» **Activity**: Return the data given below exactly as it appears.

» **Record set**:
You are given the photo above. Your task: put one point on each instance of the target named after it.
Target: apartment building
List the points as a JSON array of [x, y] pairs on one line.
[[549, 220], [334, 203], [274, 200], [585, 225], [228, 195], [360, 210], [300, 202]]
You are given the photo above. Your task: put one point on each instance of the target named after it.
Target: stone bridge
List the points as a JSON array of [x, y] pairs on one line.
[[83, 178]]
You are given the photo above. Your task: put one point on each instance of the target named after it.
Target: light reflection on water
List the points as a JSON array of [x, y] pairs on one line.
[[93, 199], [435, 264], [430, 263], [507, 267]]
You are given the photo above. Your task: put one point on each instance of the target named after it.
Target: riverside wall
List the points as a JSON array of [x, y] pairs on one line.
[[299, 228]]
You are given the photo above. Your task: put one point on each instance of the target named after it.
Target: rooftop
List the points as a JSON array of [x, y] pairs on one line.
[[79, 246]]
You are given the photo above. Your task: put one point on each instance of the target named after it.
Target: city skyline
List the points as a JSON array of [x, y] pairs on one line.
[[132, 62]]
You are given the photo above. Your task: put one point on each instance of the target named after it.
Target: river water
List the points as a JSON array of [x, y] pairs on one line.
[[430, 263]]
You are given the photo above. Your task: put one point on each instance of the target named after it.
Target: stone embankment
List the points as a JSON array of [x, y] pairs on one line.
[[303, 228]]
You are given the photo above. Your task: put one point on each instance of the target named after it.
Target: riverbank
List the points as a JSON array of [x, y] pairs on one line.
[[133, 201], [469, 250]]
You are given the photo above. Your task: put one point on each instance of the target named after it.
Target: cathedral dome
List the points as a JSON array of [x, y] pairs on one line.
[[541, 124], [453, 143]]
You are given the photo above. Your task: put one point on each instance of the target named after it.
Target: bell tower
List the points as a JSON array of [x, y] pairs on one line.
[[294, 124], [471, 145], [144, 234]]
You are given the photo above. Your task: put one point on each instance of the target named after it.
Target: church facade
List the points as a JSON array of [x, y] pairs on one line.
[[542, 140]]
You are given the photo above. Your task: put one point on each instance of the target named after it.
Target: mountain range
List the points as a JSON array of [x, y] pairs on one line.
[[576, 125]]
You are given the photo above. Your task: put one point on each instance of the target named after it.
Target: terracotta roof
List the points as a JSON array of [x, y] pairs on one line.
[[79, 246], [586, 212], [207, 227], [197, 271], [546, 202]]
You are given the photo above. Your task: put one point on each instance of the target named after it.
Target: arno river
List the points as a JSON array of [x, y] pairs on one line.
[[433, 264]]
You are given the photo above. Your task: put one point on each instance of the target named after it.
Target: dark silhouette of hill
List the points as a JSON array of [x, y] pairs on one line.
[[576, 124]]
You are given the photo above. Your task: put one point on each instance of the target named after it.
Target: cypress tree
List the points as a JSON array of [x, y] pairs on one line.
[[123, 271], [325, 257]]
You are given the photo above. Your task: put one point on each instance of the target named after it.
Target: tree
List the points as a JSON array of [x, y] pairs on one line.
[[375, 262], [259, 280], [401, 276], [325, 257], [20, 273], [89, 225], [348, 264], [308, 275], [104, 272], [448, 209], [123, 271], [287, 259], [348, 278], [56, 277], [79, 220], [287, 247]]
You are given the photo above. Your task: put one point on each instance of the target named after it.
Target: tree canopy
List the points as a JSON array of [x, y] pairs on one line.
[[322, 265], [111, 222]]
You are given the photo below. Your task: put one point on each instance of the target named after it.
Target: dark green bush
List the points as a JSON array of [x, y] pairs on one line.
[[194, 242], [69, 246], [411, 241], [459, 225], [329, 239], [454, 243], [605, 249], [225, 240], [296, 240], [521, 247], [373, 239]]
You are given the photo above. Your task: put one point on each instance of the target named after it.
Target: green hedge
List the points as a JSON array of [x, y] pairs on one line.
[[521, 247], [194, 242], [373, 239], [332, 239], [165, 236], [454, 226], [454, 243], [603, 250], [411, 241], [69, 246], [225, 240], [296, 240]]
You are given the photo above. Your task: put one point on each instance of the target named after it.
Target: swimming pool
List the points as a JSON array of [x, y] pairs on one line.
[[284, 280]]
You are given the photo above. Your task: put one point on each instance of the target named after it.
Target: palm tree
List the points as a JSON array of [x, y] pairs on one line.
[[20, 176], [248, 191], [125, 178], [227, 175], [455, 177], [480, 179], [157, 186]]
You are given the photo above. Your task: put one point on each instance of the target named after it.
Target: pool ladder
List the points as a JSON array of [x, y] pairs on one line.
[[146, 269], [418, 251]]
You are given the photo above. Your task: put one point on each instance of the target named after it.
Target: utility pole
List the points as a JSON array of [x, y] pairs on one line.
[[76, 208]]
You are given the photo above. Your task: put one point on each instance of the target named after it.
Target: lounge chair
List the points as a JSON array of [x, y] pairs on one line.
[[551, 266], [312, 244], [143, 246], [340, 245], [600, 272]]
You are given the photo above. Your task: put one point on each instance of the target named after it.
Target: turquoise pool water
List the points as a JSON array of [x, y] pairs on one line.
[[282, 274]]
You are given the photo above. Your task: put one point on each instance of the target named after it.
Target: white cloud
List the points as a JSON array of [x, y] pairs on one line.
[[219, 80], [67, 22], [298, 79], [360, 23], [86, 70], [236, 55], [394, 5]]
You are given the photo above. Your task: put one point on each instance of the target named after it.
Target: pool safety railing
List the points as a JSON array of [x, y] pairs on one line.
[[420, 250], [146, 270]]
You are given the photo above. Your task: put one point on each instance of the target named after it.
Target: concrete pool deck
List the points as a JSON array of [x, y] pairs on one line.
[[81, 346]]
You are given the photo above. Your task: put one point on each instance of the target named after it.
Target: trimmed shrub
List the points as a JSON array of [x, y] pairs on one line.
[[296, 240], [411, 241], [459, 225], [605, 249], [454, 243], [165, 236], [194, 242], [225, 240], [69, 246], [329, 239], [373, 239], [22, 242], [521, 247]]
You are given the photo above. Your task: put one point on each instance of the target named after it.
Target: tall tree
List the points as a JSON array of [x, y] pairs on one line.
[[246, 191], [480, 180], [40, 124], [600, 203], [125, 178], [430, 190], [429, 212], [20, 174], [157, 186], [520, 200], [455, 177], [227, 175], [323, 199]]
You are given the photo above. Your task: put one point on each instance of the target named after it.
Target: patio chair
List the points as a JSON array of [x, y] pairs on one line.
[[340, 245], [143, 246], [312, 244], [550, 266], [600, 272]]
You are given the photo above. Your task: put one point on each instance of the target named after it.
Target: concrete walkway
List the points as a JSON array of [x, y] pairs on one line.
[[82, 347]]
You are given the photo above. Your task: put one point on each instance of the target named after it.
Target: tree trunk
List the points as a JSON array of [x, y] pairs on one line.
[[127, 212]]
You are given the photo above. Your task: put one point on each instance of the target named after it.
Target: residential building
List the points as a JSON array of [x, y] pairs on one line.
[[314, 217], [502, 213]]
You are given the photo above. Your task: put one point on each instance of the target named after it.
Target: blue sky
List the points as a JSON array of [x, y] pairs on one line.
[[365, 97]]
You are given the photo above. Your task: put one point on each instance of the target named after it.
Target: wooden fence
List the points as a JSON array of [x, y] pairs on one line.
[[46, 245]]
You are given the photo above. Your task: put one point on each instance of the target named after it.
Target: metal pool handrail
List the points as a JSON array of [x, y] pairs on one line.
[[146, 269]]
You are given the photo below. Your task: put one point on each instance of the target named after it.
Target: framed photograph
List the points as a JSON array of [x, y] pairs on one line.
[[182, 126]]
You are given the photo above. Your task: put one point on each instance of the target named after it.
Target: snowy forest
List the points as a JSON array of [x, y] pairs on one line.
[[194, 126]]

» **Response to this task**:
You are given the photo above. Your task: put one point on each instance of the target named after it.
Target: apartment building
List the points as a JSON array of [x, y] pairs on one line.
[[549, 220], [334, 203], [274, 200], [585, 225], [228, 195], [360, 210], [300, 202]]
You are given the photo above. Your task: put one point on each instance of the target named after it.
Target: stone bridge
List the points as a JSON array of [x, y] pairs on one line.
[[83, 178]]
You are given the photo above. Your task: put one point on each instance of the target named after it.
Target: light reflection on water
List the points as a JSON array of [x, y] pairs on one line.
[[93, 199], [435, 264], [430, 263], [507, 267]]
You are given the photo above. Your task: put one point on each instance of the target named after it.
Target: riverside wall
List the points as a JSON array of [x, y] pairs on one line.
[[299, 228]]
You are given the photo above. Your task: put one point on each instance of the target named after it.
Target: rooftop
List the points as a JSON array of [x, y] pairs on one line.
[[79, 246]]
You are given the photo above. Your task: put one point on each instance of the target named after it.
Target: city skyline
List the points as a JSON array of [x, y] pairs on one line.
[[132, 62]]
You are given the photo above. Your task: put one point on each instance of the target named after it.
Target: river water
List the points as a JSON array of [x, y] pairs on one line.
[[430, 263]]
You are given the photo above. Your task: put one point on each instance of the target named after it.
Target: stone embankment
List the points as a JSON array of [x, y] pairs on one line.
[[303, 228]]
You are given the photo above. Your task: put one point on each instance of the target named after it.
Target: riverbank
List the points as a JSON array of [x, y] pairs on one line.
[[133, 201], [469, 250]]
You are given the photo above. Your task: put one point on each instance of the target named after it.
Target: cathedral dome
List the points as a JSON array of [x, y] pairs on one line.
[[541, 124], [453, 143]]
You are given the photo above. Your task: put one point on each instance of the target named after it.
Target: bell tower
List the points as a JSON array of [x, y] pairs on one line.
[[294, 124], [471, 145], [144, 234]]
You are given the photo above. Your task: put one point on each instance of the target named after it.
Target: church facade
List the points as a JSON array of [x, y] pairs on one line.
[[542, 140]]
You are given the photo above. Your task: put one point on each instance of the target named after it.
Target: mountain range
List the points as a JSON array of [x, y] pairs on one line.
[[576, 125]]
You are given the photo above. Your task: put one point on each instance of the target named after it.
Target: terracotta roof
List the points as a JSON array of [x, y] pairs on one line.
[[79, 246], [586, 212], [207, 227], [197, 271], [546, 202]]
You are given the photo above. Your task: put one point on each instance of the target named after it.
Target: arno river
List the points as a JSON array of [x, y] pairs on one line.
[[433, 264]]
You are given the photo above. Your task: put one point on each instance of the target named after it.
Target: dark silhouette of hill
List the points as a JSON array of [x, y] pairs on one line.
[[576, 124]]
You are given the photo above. Your task: put one point on each instance of the target named after it.
Target: cypress tree
List the points as a JSON array of [x, y] pairs on one line.
[[123, 271], [325, 257]]
You are given the photo above. Your task: put one point on each instance of the target named after it.
Target: tree
List the points as a JSON array of [x, y] pairs on one line.
[[375, 262], [259, 280], [401, 276], [325, 257], [20, 273], [89, 225], [348, 264], [308, 275], [104, 272], [448, 209], [123, 271], [287, 259], [348, 278], [56, 277], [79, 220], [287, 247]]
You are given the photo above. Your task: put one point on each instance of the target named after it.
Target: tree canopy
List the points as a JSON array of [x, y] pairs on one line.
[[322, 265], [111, 222]]
You are given the photo below. Your task: put one point on each instance of the target named after it.
Target: dark green bush
List the points as a JSON array of [x, y] pairs on one line.
[[194, 242], [69, 246], [411, 241], [459, 225], [329, 239], [454, 243], [605, 249], [225, 240], [296, 240], [521, 247], [373, 239]]
You are given the photo above. Your task: put one point on each instance of the target named after it.
Target: green hedge
List the points as a JSON array of [x, y] pairs on one line.
[[521, 247], [194, 242], [373, 239], [332, 239], [165, 236], [454, 226], [454, 243], [603, 250], [411, 241], [69, 246], [225, 240], [296, 240]]
You are given the photo above. Your task: put one point on each instance of the target named after it.
Target: swimming pool
List the points as a JSON array of [x, y] pairs on one line.
[[284, 280]]
You are given the photo above. Your task: put one point on each instance of the target named after it.
Target: palm tree
List the points as a JSON array of [x, y] pairs on one line.
[[20, 176], [248, 191], [125, 178], [227, 175], [455, 177], [480, 179], [157, 186]]
You are given the photo above. Your task: put one point on each instance of the target named after it.
Target: pool ladder
List the points as a JSON array of [x, y] pairs on one line.
[[146, 269], [418, 251]]
You are given the photo above. Your task: put one point on each instance of the target named after it.
Target: utility pole
List the points as a JSON array of [x, y] pairs on one line.
[[76, 208]]
You are given the photo above. Your task: put one point on each instance of the target named after it.
Target: lounge chair
List the points as a JSON array of [x, y] pairs on one line.
[[551, 266], [312, 244], [143, 246], [340, 245], [600, 272]]
You are given the photo above. Your task: put one point on each instance of the target named after it.
Target: turquoise pool water
List the points as a JSON array of [x, y] pairs on one line.
[[282, 274]]
You are given the photo above. Your task: put one point on each instance of the target named after it.
Target: white cloud
List the points as a JSON array of [x, y] pairs on one line.
[[219, 80], [67, 22], [298, 79], [360, 23], [86, 70], [236, 55], [394, 5]]
You are given the photo above. Your task: put one point on each instance of the target named after it.
Target: pool safety railing
List the points as a JSON array of [x, y] pairs on one line.
[[420, 250], [146, 270]]
You are given the photo above. Your task: put one point on each instance of the target named after it.
Target: concrete pool deck
List the points as a JSON array of [x, y] pairs on one line.
[[81, 346]]
You are given the photo above. Your task: put one point on each instance of the target named after it.
Target: trimmed shrub
List the points as a JSON array of [x, y] pairs on one line.
[[296, 240], [411, 241], [459, 225], [605, 249], [454, 243], [165, 236], [194, 242], [225, 240], [69, 246], [329, 239], [373, 239], [22, 242], [521, 247]]
You are given the photo above. Your task: put one point on each instance of the target named after it.
Target: tall tree
List the points as a JSON array of [x, y] pairs on one line.
[[246, 191], [480, 180], [40, 124], [600, 203], [125, 178], [430, 190], [429, 212], [20, 174], [157, 186], [520, 200], [455, 177], [227, 175], [323, 199]]
You are given the photo above. Your task: put one point on each instance of the target named after it.
Target: patio chair
List the points as a JSON array of [x, y] pairs on one line.
[[340, 245], [143, 246], [312, 244], [550, 266], [600, 272]]
You are given the photo above. Your task: put one point on each instance of the target named after it.
Target: concrete walkway
List the points as a JSON array of [x, y] pairs on one line.
[[82, 347]]
You are given the photo above. Your task: put one point on each instance of the target named after it.
Target: tree trunk
List the points as a JSON array of [x, y] pairs on one line.
[[127, 212]]
You are given the photo above. Your task: put one point on each instance of the target named after it.
Target: residential building
List the points as a JSON array of [x, y] pairs on one line.
[[314, 217], [502, 213]]
You are given the photo above. Your task: put one point on each instance of the target named after it.
Target: blue sky
List the points as a JSON array of [x, y] pairs on one line.
[[365, 97]]
You are given the photo above. Your task: put one point on each instance of the target named after it.
Target: wooden fence
List the points as a JSON array of [x, y] pairs on one line.
[[46, 245]]
You are given the photo above. Your task: put one point on each instance of the target named after it.
Target: metal pool handrail
List the points as a JSON array of [x, y] pairs on one line.
[[146, 269]]
You are given the photo below. Your task: put one point on each instance of the target named after it.
Target: framed photograph
List the points as a JSON array of [x, y] pairs on one line.
[[182, 126]]
You are given the photo above. Your task: put one point on each instance of the target named after it.
Target: snowy forest
List the points as a JSON array of [x, y] pairs on one line.
[[194, 126]]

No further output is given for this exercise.